EXERCISE. Could you set down the listing below exactly and omit its images?

SOURCE DATA.
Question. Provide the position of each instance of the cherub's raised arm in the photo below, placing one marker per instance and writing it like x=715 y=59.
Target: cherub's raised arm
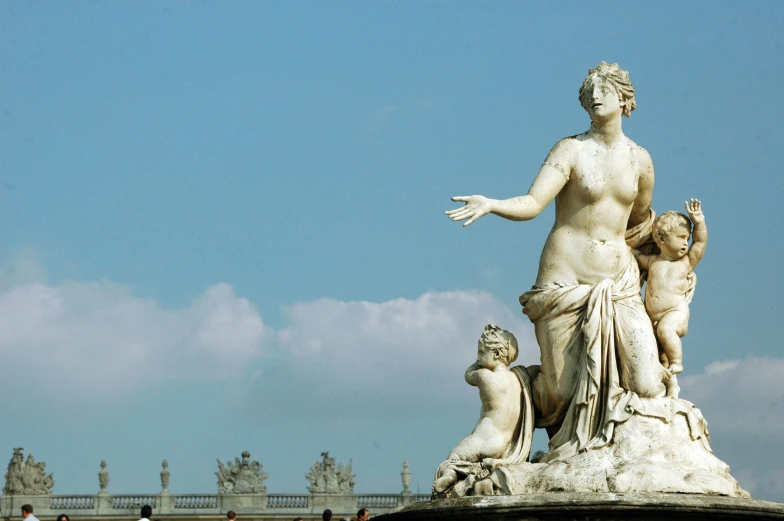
x=550 y=180
x=699 y=237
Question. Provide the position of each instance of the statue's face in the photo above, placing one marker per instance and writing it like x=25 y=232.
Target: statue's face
x=605 y=100
x=485 y=355
x=676 y=244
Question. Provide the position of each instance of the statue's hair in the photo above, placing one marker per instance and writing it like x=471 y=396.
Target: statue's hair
x=664 y=225
x=618 y=78
x=502 y=342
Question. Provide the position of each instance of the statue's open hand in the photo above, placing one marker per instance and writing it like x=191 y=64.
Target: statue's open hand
x=475 y=207
x=694 y=208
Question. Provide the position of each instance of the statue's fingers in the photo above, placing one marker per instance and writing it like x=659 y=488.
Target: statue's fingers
x=464 y=211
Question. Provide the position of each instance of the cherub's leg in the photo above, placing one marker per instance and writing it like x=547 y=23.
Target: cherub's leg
x=444 y=482
x=673 y=389
x=672 y=326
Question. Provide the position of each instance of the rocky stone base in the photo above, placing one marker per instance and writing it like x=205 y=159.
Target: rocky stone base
x=585 y=507
x=666 y=453
x=647 y=455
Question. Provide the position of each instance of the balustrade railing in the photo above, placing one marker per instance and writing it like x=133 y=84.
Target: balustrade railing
x=377 y=500
x=133 y=502
x=287 y=501
x=72 y=502
x=194 y=501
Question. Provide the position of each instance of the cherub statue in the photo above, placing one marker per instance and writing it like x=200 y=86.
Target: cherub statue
x=671 y=281
x=500 y=392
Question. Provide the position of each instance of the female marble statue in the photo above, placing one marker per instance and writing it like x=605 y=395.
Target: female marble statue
x=599 y=358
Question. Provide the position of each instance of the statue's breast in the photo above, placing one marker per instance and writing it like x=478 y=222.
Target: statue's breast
x=600 y=175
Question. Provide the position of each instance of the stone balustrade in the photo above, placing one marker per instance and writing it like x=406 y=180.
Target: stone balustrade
x=240 y=488
x=181 y=507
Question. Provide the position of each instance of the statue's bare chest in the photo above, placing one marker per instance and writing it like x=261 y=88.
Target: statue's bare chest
x=601 y=173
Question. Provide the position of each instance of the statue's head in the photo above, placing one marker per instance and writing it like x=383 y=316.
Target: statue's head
x=501 y=342
x=613 y=75
x=665 y=229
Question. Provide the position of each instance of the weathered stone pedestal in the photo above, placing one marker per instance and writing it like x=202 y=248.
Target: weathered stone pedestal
x=557 y=506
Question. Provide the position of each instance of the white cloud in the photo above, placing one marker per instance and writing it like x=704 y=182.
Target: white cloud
x=98 y=337
x=386 y=356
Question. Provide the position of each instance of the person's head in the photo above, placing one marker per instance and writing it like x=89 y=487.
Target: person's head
x=671 y=232
x=599 y=81
x=496 y=346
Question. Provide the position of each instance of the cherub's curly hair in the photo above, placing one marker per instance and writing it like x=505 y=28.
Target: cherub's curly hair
x=502 y=342
x=618 y=78
x=667 y=222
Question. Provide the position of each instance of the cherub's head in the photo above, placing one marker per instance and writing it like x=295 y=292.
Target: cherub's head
x=496 y=345
x=613 y=75
x=671 y=232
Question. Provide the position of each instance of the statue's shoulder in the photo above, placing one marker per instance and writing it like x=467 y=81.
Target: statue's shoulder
x=638 y=150
x=567 y=146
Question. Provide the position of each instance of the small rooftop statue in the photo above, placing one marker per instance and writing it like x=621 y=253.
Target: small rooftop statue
x=27 y=477
x=325 y=478
x=241 y=477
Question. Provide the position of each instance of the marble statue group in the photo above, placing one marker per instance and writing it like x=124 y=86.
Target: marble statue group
x=605 y=389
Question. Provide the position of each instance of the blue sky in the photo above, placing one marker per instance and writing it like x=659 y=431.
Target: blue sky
x=222 y=229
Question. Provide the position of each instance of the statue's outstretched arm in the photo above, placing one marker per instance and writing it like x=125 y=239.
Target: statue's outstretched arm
x=552 y=177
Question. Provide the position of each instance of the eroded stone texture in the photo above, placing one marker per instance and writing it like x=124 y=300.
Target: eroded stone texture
x=584 y=507
x=326 y=478
x=605 y=389
x=241 y=477
x=27 y=477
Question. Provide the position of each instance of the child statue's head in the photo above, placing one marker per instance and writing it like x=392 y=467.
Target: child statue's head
x=671 y=232
x=500 y=342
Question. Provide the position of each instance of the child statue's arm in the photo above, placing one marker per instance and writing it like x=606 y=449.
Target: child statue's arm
x=700 y=233
x=643 y=260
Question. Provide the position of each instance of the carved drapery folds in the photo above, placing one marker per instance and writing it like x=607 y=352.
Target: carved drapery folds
x=241 y=477
x=326 y=478
x=27 y=477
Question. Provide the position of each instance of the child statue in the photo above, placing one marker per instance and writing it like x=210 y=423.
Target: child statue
x=671 y=281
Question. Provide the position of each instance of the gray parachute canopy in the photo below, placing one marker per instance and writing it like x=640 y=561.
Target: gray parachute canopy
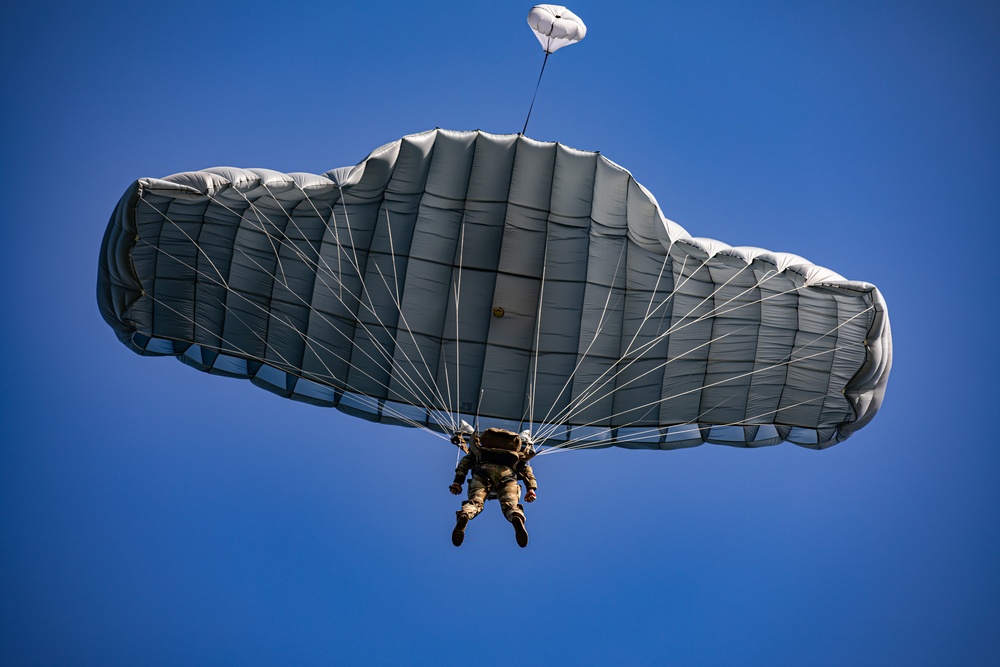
x=451 y=274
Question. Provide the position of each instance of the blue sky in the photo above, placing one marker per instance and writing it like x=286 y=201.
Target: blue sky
x=154 y=515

ANSWER AREA.
Question. Provide the position of each instance of the cherub's raised arm in the photo below, placing one marker per instance and writing it like x=715 y=59.
Target: cherub's raised arm
x=550 y=180
x=699 y=237
Question. Provide the position of each instance of the statue's face in the photo above, placing one marker per instance and writing it like x=25 y=232.
Target: statue's face
x=605 y=100
x=485 y=355
x=676 y=244
Question. Provide the position of each instance of the statue's hair in the photo above, placing one marker per instance and writing it like x=471 y=396.
Target: statue's hair
x=664 y=225
x=618 y=78
x=502 y=342
Question. Provide the position of each instance of the statue's open hand in the photo above, placing one marker per instance and writing it like x=191 y=64.
Target: statue's open hand
x=475 y=207
x=694 y=208
Question. Provide the position of each instance of the statue's fingers in the photo above, placing one marker per instance and writing it like x=659 y=488.
Target: statue's fingers
x=464 y=211
Question. Provide the position of each instance of the cherub's leg in the photo above, placing one marker per instance and writing it like x=547 y=23.
Target: cherub's leg
x=444 y=482
x=673 y=389
x=672 y=326
Question. Provide the position of each instance of the rocky stone base in the photo above, placing one marker per instance and writing it like x=205 y=159.
Target: rocky stone base
x=585 y=507
x=666 y=453
x=647 y=455
Question. Provide the position of each instance of the balustrade railing in the photo above, placing one marker per instance and writing it like x=133 y=84.
Target: balustrade railing
x=377 y=500
x=133 y=502
x=287 y=501
x=72 y=502
x=194 y=501
Question. Provide the position of each instance of the cherub statue in the photo above, placing one marker per instance and writing it like x=200 y=86.
Target: cherub statue
x=671 y=281
x=500 y=392
Question. Provide the position of each instance of the female marble statue in the photo above, placing one marker per instance and writing it like x=605 y=395.
Target: female marble statue
x=599 y=358
Question. Provide the position of each instance of the statue's breast in the photo above, placing one marker per instance and writing it like x=478 y=222.
Target: statue's breast
x=600 y=175
Question. Provide the position of each instance of the stone balustrade in the photo above, placing one marker per instance and writing it like x=406 y=180.
Target: stone balustrade
x=240 y=488
x=181 y=507
Question. Provide the position of each instance of the statue's bare chest in the photo above, placing one marker per instance and writing it like x=261 y=88.
Target: statue's bare chest
x=601 y=173
Question. Provide the position of each instance of the statue's head in the photo above, placing one marker per instance and writing it like x=383 y=316.
Target: statue's head
x=501 y=342
x=613 y=75
x=665 y=229
Question. Provide the position of each instance of the weathered stone pedestal in the photo above, placing one marker per instance and writing it like x=202 y=248.
Target: weathered stone pedestal
x=557 y=506
Question. Provide the position of each instance of the white cloud in the photo above, placing one marker per instance and writing it like x=704 y=182.
Target: white cloud
x=98 y=337
x=386 y=356
Question. Provide the position of each instance of the person's head in the photo above, placing one marker per instance and writing it like x=89 y=487.
Target: person's head
x=671 y=232
x=599 y=81
x=496 y=346
Question. Provide the position of each instance of the cherub's curly hair in the photo above, placing one marker per instance and writing it like x=505 y=28.
Target: cherub's curly hair
x=502 y=342
x=618 y=78
x=667 y=222
Question. Provide the position of each instance of the cherub's head in the photo above, placing one marker per instance and writing it like x=295 y=292.
Target: cherub's head
x=496 y=345
x=613 y=75
x=671 y=232
Question. Provide the position of each instance of the statue's shoulder in the photo above, placing one marker per instance and writing it like x=467 y=81.
Target: statue's shoulder
x=638 y=150
x=567 y=146
Question. Provide the position of each instance of the small rooftop statue in the photo above, placing one marker per instance and writing it like x=621 y=253.
Target: small rooftop statue
x=27 y=477
x=325 y=478
x=241 y=477
Question. Provide the position of each instance of the marble statue group in the photo above, placing one marker per instance and writing it like x=124 y=86.
Target: marble statue group
x=605 y=389
Question. Provide the position of each instance of the blue sky in the photo above, placing one marker per instance and writing it like x=659 y=431.
Target: blue sky
x=222 y=229
Question. Provide the position of each instance of the statue's outstretched arm in the photo above, placing one marker per instance and writing it like x=125 y=239.
Target: statue's outstretched arm
x=552 y=177
Question. Provide the position of each instance of the eroded stone texture in the photo above, placing one marker per instance and writing it like x=124 y=300.
Target: eroded stone texture
x=584 y=507
x=326 y=478
x=605 y=389
x=241 y=477
x=27 y=477
Question. Provide the position of each instance of the child statue's head in the photo above, placing one marker per instance and writing it like x=392 y=467.
Target: child statue's head
x=671 y=232
x=500 y=342
Question. Provide the position of each instance of the child statue's arm in the photo above, placing one marker per instance and writing it like x=606 y=449.
Target: child statue's arm
x=700 y=233
x=643 y=260
Question. Provide the position of each instance of the carved drapery folds in the photo above, placing one marker per instance and writing it like x=607 y=352.
Target: carved drapery folds
x=241 y=477
x=326 y=478
x=27 y=477
Question. Provide the position of each instance of the child statue in the photo above, placing one marker per instance and writing it like x=210 y=423.
Target: child statue
x=671 y=281
Question. Provide the position of each instance of the gray parachute canopy in the photo below, placing one marker per instance and writing it like x=640 y=561.
Target: gray parachute canopy
x=451 y=274
Question. Provide the position of each instance of the blue sky in the photo above, placing one marker per instance and writing it like x=286 y=201.
Target: blue sky
x=154 y=515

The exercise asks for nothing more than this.